++++ EXTRACT ++++
> 2. Lockfree can be faster -- This is the case most people hope for.
it's not about being faster, it's about never returning control to the OS if you want to achieve soft-real time in one of your threads (a common application being audio processing where you have to consistently fit as much as you can do every 1.33 milliseconds for the more demanding users).
Mutexes are spinlocks for roughly 1000ish cycles on both Linux and Windows. If you're in-and-out before the 1000 cycles are up, the typical mutex (be it a pthread_mutex or Windows CriticalSection) will never hit kernel code.
If you take more than 1000ish cycles, then yeah OS takes over as a heuristic. But most spinlock code won't take more than 50 cycles.
What can the OS do for you if your consuming thread has for example taken a lock and is now stalled on a page fault triggering IO from spinning disk that could take seconds to finish? Nothing that I'm aware of - you just have to wait until it runs again and releases the lock.
That's why people write lock-free - they don't want a stall or death of the one thread to stall other threads. Deadlock, lovelock, priority inversion.
Read the Wikipedia page for a starting point of motivations for lock-free.
I mean, what happens if the writer thread stalls out in the lock free case? The reader thread runs out of things to do and is also going to be scheduled out (eventually).
Like, that's the OS's job. To remove tasks from the "runnable" state when they stall out.
> That's why people write lock-free - they don't want a stall or death of the one thread to stall other threads.
Erm, if you're saying that the reader thread will be highly utilized... that's not likely the case if the writer thread in this "lock free" implementation stalls out.
Lets say the writer-thread hits a blocking call and is waiting for the hard drive for ~10 milliseconds. What do you think will happen to the reader-thread? In the "lock-free" implementation talked in this blog.
> I mean, what happens if the writer thread stalls out in the lock free case? The reader thread runs out of things to do and is also going to be scheduled out (eventually).
Yeah it keeps running, exactly as you say! It can keep working on jobs already on the queue independently.
Are you arguing that you you personally don't think it's worth doing lock-free for various practical reasons? Or arguing that's never why anyone does it?
++++
(PROBLEMS TO SOLVE):
a. Decide whether each statement agrees with the discussion on lock-free code, answering yes or no and quoting the words that settle it. (i) Typical mutexes on Linux and Windows spin for roughly 1000 cycles. (ii) Most spinlock code takes more than 1000 cycles. (iii) Demanding audio users need the work to fit every 1.33 milliseconds.
b. List every distinct quantity in the discussion on lock-free code that is measured in milliseconds or in cycles.
++++ SUPPLIED INFORMATION ++++
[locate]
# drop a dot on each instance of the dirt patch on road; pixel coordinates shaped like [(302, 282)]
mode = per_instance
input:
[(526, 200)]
++++
(THE RESPONSES):
a.
(i) Yes: "Mutexes are spinlocks for roughly 1000ish cycles on both Linux and Windows."
(ii) No: "But most spinlock code won't take more than 50 cycles."
(iii) Yes: "consistently fit as much as you can do every 1.33 milliseconds for the more demanding users"

b.
- 1.33 milliseconds
- 1000ish cycles
- 50 cycles
- ~10 milliseconds